■ **Objectif**
Veuillez donner la suite de l'extrait ci-dessous, un entretien sur l'écriture et le personnage de Genevieve, en reprenant juste après sa dernière phrase.

■ **Extrait**
--*--

Il y a un pouvoir dans le fait de découvrir des parties de soi que nous ne connaissions pas, en se réinventant autant de fois que nous le souhaitons (et que nous en avons besoin). Dans Genevieve, par exemple, j’ai trouvé la révolte contre la douleur que je ressentais, mais aussi le courage dont j’avais besoin
Vous avez avoué que l’histoire de Genevieve est « née de tristesse, de perte et, surtout, de colère ». En fait, vous avez ressenti le besoin de l’écrire avant qu’elle ne vous « consume ». Utilisez-vous l’écriture comme un remède aux maux de la vie ? Croyez-vous en ce pouvoir de la littérature ?
À cent pour cent. En fait, j’écris plus par nécessité que par envie. Quand j’ai commencé et que je découvrais encore ma propre écriture, cela m’aidait de le faire à partir de perspectives avec lesquelles je m’identifiais, et, en ce sens, je me projetais dans le personnage. De nos jours, le processus est inversé. Je connais mieux ma voix d’écrivain et il m’est plus facile de voir à travers les yeux d’autres personnages qui me sont plus éloignés.

--*--

■ **Informations fournies**
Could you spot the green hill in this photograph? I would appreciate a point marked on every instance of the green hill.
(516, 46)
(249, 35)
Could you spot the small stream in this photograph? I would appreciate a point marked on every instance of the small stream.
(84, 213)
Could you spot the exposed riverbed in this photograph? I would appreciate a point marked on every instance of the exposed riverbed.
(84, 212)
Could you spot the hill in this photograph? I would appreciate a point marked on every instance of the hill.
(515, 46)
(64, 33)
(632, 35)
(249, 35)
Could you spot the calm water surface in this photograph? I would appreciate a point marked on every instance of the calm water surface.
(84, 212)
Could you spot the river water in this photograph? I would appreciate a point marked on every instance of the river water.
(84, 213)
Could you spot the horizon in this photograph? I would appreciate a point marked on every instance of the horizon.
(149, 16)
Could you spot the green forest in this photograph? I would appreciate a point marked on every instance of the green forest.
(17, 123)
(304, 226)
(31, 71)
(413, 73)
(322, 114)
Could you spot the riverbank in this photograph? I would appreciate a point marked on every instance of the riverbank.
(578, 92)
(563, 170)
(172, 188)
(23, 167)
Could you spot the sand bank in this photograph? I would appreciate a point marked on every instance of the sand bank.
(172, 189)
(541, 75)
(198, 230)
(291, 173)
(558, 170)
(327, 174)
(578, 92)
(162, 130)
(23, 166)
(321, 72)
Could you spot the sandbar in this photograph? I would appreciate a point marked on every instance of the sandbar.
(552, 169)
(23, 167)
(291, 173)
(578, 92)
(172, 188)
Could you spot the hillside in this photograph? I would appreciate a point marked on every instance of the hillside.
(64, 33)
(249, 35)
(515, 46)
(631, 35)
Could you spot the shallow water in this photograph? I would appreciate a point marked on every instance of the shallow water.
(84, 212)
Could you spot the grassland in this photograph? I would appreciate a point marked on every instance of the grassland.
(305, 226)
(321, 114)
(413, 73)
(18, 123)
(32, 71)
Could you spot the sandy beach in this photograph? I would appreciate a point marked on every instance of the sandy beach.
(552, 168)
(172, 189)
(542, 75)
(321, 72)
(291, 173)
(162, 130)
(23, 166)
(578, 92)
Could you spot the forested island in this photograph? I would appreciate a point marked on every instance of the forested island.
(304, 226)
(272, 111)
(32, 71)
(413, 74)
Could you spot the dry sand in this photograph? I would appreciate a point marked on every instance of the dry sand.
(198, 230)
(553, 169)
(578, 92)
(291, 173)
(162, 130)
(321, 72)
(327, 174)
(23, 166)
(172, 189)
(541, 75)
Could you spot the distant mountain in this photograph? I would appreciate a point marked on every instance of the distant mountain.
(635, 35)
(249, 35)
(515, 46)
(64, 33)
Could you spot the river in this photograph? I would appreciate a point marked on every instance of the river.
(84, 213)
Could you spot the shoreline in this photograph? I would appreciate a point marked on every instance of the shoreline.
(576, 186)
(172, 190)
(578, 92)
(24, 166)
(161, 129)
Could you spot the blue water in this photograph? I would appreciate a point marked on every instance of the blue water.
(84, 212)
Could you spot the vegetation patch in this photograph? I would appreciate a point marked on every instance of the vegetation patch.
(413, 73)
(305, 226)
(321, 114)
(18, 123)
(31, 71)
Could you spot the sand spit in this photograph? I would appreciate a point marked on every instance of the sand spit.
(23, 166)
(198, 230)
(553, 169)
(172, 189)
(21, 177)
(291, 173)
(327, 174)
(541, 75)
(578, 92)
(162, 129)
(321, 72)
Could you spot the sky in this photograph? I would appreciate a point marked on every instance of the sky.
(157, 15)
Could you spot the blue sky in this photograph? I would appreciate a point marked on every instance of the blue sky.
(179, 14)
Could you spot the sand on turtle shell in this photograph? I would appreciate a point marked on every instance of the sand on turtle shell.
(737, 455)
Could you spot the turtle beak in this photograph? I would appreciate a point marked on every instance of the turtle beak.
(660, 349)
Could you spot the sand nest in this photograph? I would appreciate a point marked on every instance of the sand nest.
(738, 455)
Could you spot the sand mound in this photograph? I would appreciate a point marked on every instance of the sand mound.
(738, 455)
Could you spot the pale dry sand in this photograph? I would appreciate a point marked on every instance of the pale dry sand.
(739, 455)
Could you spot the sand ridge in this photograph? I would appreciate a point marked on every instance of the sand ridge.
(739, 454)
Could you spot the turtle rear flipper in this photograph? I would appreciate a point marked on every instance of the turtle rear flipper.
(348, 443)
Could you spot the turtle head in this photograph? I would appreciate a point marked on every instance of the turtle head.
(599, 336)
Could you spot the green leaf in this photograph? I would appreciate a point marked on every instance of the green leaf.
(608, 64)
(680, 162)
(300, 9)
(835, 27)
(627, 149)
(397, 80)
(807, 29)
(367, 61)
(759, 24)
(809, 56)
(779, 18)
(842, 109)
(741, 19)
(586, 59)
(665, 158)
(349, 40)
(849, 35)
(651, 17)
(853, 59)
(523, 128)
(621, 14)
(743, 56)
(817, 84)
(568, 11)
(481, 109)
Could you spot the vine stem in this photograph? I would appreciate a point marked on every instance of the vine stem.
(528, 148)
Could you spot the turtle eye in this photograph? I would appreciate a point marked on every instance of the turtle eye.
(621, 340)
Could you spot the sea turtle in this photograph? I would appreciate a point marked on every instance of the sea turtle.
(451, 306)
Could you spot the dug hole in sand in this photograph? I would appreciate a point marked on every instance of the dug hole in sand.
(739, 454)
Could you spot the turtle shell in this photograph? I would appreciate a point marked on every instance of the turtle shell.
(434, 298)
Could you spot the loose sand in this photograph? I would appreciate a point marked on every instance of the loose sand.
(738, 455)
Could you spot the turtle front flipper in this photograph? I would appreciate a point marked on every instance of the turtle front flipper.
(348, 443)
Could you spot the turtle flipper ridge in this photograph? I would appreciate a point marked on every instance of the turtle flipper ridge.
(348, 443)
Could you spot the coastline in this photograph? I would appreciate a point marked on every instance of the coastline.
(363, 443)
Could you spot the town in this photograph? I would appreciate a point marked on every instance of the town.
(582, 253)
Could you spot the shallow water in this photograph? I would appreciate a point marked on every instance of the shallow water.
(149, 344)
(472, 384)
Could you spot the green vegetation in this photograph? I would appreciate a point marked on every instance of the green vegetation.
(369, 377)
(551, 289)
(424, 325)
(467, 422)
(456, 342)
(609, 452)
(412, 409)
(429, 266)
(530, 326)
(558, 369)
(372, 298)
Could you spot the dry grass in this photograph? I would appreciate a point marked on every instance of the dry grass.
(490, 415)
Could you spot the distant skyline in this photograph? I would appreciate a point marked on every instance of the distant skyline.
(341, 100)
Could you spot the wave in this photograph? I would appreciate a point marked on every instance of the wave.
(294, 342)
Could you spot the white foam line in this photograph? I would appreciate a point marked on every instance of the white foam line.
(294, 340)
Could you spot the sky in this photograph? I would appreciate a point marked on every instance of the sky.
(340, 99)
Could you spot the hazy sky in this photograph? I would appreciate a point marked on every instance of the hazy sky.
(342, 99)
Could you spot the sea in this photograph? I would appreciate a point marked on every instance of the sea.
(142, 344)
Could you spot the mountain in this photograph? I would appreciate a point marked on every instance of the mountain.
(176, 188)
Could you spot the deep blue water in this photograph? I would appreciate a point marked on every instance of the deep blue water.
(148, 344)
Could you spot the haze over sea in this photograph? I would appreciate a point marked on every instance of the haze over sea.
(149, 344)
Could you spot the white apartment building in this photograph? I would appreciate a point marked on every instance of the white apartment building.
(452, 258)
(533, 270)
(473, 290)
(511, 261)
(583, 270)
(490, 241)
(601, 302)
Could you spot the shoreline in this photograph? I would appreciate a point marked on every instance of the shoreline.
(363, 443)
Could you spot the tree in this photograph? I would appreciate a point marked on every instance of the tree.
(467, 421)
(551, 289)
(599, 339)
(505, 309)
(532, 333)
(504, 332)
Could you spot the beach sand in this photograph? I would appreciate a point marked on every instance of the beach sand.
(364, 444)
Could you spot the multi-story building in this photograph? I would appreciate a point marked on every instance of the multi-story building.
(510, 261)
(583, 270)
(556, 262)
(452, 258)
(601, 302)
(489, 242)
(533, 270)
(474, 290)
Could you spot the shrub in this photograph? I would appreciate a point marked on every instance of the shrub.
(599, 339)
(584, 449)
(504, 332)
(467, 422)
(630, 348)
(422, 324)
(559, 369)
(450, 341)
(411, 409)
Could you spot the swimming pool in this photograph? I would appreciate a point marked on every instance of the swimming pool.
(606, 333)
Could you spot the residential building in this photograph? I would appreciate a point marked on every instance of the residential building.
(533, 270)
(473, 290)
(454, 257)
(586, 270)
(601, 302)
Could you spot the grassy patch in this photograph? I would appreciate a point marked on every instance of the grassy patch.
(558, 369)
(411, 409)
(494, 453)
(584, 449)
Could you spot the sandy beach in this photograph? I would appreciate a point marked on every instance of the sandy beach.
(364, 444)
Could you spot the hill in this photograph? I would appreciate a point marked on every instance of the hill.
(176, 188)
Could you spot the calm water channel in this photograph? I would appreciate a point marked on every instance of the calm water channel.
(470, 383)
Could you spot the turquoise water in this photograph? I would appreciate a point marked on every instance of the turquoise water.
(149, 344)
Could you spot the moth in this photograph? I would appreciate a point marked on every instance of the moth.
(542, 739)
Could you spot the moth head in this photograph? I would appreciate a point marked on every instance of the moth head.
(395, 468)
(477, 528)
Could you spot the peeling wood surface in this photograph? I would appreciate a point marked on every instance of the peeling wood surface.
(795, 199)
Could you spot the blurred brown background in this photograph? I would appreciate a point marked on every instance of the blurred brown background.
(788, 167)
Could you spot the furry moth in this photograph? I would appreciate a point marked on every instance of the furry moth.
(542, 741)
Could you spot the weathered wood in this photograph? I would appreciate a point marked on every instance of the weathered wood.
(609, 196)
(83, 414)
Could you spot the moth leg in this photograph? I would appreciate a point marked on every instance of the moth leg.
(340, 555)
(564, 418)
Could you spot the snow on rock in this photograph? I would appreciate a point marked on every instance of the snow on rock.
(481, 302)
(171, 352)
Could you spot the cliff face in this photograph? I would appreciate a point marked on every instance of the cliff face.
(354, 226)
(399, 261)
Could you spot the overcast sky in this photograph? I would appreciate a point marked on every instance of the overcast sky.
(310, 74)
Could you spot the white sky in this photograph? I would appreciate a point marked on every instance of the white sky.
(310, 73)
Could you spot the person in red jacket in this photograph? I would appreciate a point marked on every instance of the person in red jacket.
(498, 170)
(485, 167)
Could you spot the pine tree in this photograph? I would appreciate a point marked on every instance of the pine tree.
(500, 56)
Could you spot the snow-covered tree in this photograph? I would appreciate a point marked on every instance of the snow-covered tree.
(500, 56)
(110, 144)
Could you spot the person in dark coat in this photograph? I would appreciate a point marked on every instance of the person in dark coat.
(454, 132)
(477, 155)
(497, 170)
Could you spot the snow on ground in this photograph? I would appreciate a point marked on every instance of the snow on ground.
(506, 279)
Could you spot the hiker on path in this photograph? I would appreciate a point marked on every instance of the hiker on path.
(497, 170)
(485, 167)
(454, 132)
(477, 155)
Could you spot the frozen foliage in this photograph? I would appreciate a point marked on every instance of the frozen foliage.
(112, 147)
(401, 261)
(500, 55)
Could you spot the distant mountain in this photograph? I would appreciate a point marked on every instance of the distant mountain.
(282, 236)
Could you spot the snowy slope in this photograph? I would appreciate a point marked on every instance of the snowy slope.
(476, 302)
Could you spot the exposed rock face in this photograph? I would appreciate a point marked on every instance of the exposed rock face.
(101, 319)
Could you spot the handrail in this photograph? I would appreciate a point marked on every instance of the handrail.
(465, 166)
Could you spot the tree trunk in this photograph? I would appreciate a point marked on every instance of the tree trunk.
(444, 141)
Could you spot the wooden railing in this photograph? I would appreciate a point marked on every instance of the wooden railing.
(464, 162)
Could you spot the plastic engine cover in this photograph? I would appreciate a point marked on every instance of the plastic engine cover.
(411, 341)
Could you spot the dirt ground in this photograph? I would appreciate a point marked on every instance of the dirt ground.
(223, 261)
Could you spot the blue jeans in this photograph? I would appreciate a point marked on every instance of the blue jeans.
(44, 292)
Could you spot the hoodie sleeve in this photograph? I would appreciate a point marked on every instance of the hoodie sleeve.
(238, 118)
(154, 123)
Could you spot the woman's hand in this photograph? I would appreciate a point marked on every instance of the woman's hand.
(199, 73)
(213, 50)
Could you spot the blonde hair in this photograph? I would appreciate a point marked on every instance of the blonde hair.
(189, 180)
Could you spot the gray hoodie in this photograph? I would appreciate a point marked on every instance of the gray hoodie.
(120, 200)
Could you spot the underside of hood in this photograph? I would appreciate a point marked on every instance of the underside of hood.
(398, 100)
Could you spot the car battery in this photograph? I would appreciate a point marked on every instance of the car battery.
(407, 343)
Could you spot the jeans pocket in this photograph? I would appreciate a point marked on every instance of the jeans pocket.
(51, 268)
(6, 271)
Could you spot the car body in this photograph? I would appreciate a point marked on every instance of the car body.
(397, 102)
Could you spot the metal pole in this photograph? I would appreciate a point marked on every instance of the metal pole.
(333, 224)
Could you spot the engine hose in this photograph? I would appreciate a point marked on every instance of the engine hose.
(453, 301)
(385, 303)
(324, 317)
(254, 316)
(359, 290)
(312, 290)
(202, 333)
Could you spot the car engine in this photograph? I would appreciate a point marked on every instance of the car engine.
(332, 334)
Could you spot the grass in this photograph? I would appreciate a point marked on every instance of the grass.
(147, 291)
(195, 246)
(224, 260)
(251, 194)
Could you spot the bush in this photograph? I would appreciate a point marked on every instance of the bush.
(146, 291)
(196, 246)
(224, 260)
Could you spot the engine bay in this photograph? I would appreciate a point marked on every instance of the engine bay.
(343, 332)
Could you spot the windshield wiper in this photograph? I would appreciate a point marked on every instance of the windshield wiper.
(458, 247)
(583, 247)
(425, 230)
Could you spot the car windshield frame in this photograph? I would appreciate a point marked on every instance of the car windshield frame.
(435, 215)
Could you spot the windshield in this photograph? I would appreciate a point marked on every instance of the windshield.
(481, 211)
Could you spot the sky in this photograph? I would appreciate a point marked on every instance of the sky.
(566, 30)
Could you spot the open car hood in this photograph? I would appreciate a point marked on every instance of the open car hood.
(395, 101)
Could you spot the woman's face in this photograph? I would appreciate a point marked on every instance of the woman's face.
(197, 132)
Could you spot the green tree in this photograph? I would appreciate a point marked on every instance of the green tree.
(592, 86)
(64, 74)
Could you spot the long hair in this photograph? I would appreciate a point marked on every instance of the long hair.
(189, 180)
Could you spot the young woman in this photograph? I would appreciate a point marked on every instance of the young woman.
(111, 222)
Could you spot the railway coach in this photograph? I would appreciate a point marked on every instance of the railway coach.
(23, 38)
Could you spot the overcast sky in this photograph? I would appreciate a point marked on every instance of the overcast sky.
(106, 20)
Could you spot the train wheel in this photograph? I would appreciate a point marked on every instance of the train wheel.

--*--

■ **Résultat ci-dessous**
Néanmoins, je sens qu’il y a toujours un petit peu de moi dans chacun d’eux (certains plus que d’autres, c’est vrai, mais en tous, néanmoins) et plus j’apprends sur eux, plus j’apprends sur moi. Il y a un pouvoir dans le fait de découvrir des parties de soi que nous ne connaissions pas, en se réinventant autant de fois que nous le souhaitons (et que nous en avons besoin). Dans Genevieve, par exemple, j’ai trouvé la révolte contre la douleur que je ressentais, mais aussi le courage de l’affronter.
Concrètement, comment avez-vous construit l’univers présenté aux lecteurs dans ‘Gladiadora’ ? Était-ce un processus long ? Qu’est-ce qui vous a, selon vous, le plus surpris ?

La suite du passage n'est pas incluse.